Reproduce the line that holds "Verify that every instance of the red" together with all the lines after it up to the end of the entries.

(Stored data entries)
----------------

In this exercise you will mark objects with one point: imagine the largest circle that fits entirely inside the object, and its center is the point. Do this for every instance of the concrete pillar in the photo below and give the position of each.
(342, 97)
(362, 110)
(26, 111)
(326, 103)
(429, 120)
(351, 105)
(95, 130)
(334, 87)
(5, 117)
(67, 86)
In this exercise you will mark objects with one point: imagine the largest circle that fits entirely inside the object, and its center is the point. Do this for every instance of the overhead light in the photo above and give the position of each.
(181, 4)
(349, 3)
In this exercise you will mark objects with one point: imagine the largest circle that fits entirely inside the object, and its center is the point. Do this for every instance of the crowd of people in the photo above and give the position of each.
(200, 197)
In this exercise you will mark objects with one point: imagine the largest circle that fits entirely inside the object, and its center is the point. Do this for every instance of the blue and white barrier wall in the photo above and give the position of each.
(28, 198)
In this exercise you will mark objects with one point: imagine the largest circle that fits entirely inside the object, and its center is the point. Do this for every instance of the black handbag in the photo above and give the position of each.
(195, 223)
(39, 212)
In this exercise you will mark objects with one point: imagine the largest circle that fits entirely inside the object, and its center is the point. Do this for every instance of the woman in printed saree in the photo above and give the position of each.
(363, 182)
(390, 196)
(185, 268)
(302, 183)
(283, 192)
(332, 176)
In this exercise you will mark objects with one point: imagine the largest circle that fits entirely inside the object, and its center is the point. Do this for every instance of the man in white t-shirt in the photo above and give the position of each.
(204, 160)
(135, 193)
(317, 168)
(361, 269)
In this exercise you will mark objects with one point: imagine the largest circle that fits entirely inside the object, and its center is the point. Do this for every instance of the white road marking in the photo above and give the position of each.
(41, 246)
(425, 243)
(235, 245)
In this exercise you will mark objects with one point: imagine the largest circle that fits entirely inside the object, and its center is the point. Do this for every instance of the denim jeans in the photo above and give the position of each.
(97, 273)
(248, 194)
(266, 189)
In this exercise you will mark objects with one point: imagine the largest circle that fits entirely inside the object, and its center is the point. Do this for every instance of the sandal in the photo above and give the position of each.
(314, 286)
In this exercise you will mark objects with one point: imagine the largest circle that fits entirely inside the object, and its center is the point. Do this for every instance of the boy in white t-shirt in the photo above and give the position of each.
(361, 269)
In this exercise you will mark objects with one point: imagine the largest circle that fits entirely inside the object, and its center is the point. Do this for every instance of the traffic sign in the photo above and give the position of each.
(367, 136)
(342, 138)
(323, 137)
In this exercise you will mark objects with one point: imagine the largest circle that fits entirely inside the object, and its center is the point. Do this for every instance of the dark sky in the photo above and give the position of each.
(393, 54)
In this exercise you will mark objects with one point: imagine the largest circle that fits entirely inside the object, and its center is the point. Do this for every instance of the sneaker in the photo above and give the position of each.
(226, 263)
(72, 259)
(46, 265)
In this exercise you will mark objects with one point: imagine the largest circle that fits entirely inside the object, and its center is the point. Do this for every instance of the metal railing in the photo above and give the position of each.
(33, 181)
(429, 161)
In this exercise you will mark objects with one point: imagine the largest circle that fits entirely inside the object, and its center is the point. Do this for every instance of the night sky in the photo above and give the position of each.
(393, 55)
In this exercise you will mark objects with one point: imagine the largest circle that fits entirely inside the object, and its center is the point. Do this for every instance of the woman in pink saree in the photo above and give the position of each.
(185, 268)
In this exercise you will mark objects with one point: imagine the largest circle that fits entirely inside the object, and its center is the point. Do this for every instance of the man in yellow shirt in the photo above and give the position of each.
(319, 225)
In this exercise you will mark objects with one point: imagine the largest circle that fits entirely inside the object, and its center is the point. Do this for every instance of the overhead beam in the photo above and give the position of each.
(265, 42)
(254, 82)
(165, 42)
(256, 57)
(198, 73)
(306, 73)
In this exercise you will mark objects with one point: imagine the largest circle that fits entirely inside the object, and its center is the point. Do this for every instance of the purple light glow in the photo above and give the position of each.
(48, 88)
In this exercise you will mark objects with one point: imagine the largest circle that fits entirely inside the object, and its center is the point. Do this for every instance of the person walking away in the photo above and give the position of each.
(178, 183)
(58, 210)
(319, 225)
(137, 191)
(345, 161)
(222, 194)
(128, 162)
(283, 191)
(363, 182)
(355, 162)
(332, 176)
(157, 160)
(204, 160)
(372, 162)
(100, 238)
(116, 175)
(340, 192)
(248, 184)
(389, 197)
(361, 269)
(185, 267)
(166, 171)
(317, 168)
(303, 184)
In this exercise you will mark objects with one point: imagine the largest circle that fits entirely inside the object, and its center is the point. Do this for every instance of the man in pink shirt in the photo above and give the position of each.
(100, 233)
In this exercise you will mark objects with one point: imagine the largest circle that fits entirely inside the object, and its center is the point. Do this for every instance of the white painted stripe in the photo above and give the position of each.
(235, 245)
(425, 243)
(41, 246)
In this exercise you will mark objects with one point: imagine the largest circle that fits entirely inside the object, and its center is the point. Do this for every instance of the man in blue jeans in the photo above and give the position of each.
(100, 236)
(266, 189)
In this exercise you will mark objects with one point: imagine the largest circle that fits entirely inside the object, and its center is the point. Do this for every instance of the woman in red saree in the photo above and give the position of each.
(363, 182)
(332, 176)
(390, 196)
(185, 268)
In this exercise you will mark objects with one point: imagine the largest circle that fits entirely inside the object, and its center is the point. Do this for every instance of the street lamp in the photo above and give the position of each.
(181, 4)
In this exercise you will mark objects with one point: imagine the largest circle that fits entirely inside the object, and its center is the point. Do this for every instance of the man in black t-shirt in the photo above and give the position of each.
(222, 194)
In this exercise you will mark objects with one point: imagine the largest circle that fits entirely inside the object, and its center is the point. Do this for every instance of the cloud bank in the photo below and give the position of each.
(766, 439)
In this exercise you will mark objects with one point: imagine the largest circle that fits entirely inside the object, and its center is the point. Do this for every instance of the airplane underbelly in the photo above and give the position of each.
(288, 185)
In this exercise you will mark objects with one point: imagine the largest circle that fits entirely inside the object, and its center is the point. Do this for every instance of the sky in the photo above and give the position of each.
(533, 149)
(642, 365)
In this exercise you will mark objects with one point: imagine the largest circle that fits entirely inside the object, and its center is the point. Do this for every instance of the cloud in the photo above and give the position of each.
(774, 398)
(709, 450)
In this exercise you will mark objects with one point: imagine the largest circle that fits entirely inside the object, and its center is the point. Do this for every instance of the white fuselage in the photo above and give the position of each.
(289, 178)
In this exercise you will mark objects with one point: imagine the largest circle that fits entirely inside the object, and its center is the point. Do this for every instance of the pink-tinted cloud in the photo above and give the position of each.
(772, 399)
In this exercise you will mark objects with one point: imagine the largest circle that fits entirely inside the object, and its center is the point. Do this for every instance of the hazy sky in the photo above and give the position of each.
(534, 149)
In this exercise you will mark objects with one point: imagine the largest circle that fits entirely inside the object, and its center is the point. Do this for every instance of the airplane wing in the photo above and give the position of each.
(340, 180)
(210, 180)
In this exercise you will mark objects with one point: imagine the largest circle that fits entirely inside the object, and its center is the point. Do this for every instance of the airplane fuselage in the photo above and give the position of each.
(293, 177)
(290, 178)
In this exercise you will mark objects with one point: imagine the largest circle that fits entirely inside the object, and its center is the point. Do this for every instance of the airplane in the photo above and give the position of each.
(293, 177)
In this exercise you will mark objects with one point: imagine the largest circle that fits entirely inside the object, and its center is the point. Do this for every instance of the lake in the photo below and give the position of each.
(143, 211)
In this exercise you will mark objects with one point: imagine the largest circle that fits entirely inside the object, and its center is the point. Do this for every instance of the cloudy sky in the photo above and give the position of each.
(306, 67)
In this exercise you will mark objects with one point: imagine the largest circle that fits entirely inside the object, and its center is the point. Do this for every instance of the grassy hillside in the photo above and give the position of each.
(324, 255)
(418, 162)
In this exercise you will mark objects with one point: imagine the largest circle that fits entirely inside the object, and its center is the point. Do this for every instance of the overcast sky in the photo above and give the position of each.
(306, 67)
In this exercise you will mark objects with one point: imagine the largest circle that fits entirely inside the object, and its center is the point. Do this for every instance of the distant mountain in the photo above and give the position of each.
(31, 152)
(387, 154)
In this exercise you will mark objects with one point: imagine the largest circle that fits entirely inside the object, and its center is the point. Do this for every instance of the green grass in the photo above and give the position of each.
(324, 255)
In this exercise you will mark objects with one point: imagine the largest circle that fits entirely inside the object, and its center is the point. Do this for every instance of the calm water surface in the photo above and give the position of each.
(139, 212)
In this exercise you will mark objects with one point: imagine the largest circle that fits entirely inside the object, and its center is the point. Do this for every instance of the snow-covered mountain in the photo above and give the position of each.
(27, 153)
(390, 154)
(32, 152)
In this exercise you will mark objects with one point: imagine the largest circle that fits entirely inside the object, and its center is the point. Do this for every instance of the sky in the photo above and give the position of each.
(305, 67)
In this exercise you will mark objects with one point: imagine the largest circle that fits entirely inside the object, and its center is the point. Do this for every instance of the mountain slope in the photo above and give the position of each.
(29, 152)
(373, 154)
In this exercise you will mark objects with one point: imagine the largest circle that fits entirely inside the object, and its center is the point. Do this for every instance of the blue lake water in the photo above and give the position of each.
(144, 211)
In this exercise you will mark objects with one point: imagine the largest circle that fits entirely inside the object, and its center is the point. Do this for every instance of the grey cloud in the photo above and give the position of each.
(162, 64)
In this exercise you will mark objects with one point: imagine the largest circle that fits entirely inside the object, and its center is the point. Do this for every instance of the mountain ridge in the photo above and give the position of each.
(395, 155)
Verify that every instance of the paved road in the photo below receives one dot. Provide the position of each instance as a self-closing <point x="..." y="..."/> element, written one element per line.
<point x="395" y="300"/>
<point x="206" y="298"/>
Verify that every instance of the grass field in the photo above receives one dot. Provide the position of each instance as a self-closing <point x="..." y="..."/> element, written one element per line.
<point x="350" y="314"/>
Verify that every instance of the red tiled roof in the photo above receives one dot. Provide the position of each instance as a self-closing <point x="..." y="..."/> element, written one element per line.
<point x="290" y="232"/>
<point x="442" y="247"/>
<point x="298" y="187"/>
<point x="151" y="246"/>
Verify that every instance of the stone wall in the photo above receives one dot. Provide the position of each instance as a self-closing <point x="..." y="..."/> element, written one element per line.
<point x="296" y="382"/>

----------------

(Answer space):
Verify that every instance of the red tiled roof in the photo above receives one dot. Provide the position of each instance as a self-closing <point x="..." y="..."/> element, written one element per line.
<point x="290" y="232"/>
<point x="442" y="247"/>
<point x="298" y="187"/>
<point x="151" y="246"/>
Verify that every instance of the stone wall in the photo above receives one dot. Provide the position of each instance as a self-closing <point x="..." y="..."/> element, written one element per line.
<point x="296" y="382"/>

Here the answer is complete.